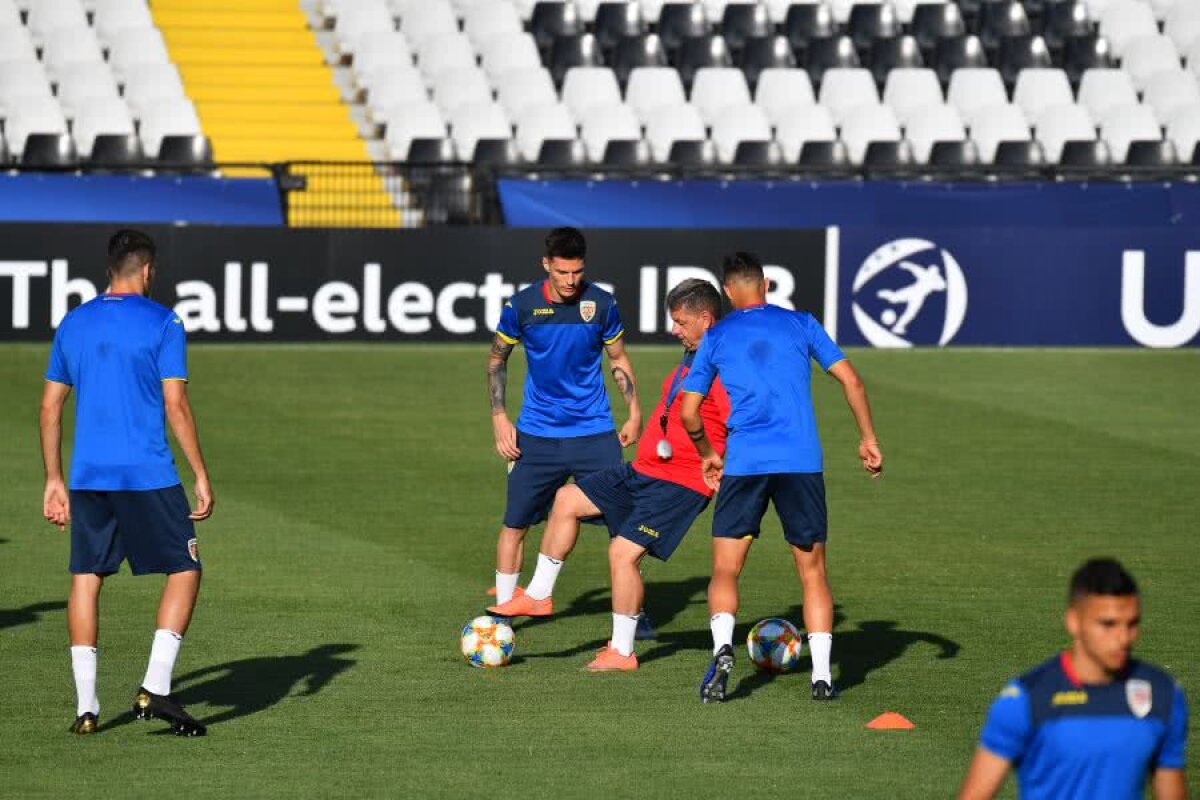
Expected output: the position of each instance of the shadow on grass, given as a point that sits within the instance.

...

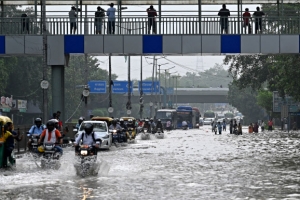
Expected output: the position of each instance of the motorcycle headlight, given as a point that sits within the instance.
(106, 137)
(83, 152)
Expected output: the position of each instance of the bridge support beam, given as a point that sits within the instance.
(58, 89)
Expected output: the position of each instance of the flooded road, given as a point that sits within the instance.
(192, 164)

DIRECTION
Gather every line of the data above that contains the word "Expected" and copy each of those lines in full.

THE COMPLETED TASK
Expected output: the position of each instance of the shadow on grass, given as a point that sits within the instance.
Expected output: the position of each instance of the motorcycle headlight, given as a point that sits within the instance.
Expected output: the position of each instance of the bridge support beam, given as a point that sits within the instance.
Expected output: the position of each instance of the flooded road, given as a point that sits within the instance.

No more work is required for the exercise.